Data rows on where objects appear:

----

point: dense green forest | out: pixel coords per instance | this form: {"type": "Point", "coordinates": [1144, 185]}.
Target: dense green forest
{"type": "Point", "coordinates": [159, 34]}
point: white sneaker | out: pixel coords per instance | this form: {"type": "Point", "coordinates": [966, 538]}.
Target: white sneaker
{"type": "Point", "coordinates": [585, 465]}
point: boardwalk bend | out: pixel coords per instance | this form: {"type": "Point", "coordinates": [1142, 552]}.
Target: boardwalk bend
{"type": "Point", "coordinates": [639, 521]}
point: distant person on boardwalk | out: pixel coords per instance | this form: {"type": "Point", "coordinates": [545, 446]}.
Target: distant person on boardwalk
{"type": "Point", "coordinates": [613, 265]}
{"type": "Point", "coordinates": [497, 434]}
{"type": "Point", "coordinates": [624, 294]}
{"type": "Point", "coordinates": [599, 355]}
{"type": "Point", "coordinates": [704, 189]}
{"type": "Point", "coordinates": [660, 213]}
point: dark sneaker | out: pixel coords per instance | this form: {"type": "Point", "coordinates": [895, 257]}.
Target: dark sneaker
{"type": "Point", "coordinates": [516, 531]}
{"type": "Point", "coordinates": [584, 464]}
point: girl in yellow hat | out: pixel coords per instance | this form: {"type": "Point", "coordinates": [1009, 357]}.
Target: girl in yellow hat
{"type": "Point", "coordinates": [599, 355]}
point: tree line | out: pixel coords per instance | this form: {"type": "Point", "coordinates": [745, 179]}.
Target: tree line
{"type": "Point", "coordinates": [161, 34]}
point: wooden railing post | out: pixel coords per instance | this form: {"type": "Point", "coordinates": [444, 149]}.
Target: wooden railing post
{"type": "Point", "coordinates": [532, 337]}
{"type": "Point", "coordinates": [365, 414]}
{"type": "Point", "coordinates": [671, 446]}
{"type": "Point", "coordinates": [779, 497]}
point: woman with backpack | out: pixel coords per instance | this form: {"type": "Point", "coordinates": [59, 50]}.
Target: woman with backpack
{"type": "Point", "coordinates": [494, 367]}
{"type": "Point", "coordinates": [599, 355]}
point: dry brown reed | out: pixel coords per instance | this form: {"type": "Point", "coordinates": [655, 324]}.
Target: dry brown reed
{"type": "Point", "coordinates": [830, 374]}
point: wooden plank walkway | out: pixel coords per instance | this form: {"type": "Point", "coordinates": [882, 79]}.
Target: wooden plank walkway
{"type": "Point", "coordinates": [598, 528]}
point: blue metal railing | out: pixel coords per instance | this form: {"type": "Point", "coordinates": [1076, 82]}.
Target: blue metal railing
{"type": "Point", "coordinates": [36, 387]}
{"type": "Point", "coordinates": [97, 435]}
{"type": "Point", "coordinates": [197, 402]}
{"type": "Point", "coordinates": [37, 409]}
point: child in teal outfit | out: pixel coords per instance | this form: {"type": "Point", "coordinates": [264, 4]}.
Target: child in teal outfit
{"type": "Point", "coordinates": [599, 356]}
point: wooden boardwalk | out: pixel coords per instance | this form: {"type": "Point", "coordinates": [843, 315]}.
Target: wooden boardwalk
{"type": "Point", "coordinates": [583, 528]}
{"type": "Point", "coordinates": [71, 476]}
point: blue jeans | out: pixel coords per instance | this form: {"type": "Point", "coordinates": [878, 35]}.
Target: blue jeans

----

* [Goal of the exercise]: Return every line of the data above, copied without any change.

* [Written reply]:
point: dense green forest | out: pixel coords per instance | this form: {"type": "Point", "coordinates": [1144, 185]}.
Target: dense green forest
{"type": "Point", "coordinates": [159, 34]}
point: white sneaker | out: pixel coords per instance | this form: {"type": "Point", "coordinates": [966, 538]}.
Target: white sneaker
{"type": "Point", "coordinates": [585, 465]}
point: boardwalk bend | out: pixel coords per instance | this form: {"type": "Point", "coordinates": [1142, 552]}.
Target: boardwalk bend
{"type": "Point", "coordinates": [639, 521]}
point: distant person on boardwalk | out: pixel coords per instance | this form: {"type": "Point", "coordinates": [545, 446]}.
Target: distant person on boardwalk
{"type": "Point", "coordinates": [613, 265]}
{"type": "Point", "coordinates": [497, 434]}
{"type": "Point", "coordinates": [624, 294]}
{"type": "Point", "coordinates": [599, 355]}
{"type": "Point", "coordinates": [704, 189]}
{"type": "Point", "coordinates": [660, 213]}
point: dark sneaker | out: pixel coords per instance | this form: {"type": "Point", "coordinates": [895, 257]}.
Target: dark sneaker
{"type": "Point", "coordinates": [516, 531]}
{"type": "Point", "coordinates": [584, 464]}
point: girl in yellow hat | out: pixel coords per instance | this form: {"type": "Point", "coordinates": [1009, 357]}.
Target: girl in yellow hat
{"type": "Point", "coordinates": [599, 355]}
point: tree line | out: pixel coords per instance | this form: {"type": "Point", "coordinates": [745, 179]}.
Target: tree line
{"type": "Point", "coordinates": [161, 34]}
point: wooden railing post | out: pixel coords per instance | this form: {"type": "Point", "coordinates": [444, 149]}.
Target: wooden railing post
{"type": "Point", "coordinates": [532, 337]}
{"type": "Point", "coordinates": [365, 414]}
{"type": "Point", "coordinates": [671, 446]}
{"type": "Point", "coordinates": [779, 497]}
point: woman with backpack | out: pixel coords per instance | this form: {"type": "Point", "coordinates": [59, 50]}.
Target: woman with backpack
{"type": "Point", "coordinates": [494, 367]}
{"type": "Point", "coordinates": [599, 355]}
point: dry brown reed | out: pixel coords per instance | this form: {"type": "Point", "coordinates": [655, 324]}.
Target: dry brown reed
{"type": "Point", "coordinates": [830, 374]}
point: wooden plank walkway | out: pixel coords per instance | this form: {"type": "Point", "coordinates": [882, 79]}.
Target: wooden plank walkway
{"type": "Point", "coordinates": [598, 528]}
point: blue metal railing | out: pixel coords per instance | this form: {"type": "Point", "coordinates": [1076, 82]}.
Target: blue metal railing
{"type": "Point", "coordinates": [36, 387]}
{"type": "Point", "coordinates": [97, 435]}
{"type": "Point", "coordinates": [197, 402]}
{"type": "Point", "coordinates": [37, 409]}
point: child in teal outfit | out: pixel coords per instance | this form: {"type": "Point", "coordinates": [264, 4]}.
Target: child in teal outfit
{"type": "Point", "coordinates": [599, 356]}
point: wooden boardwalk | out: pixel coords per instance | this form: {"type": "Point", "coordinates": [843, 315]}.
Target: wooden boardwalk
{"type": "Point", "coordinates": [583, 528]}
{"type": "Point", "coordinates": [71, 476]}
point: blue jeans | out: pixel coords per instance | this form: {"type": "Point", "coordinates": [878, 35]}.
Target: blue jeans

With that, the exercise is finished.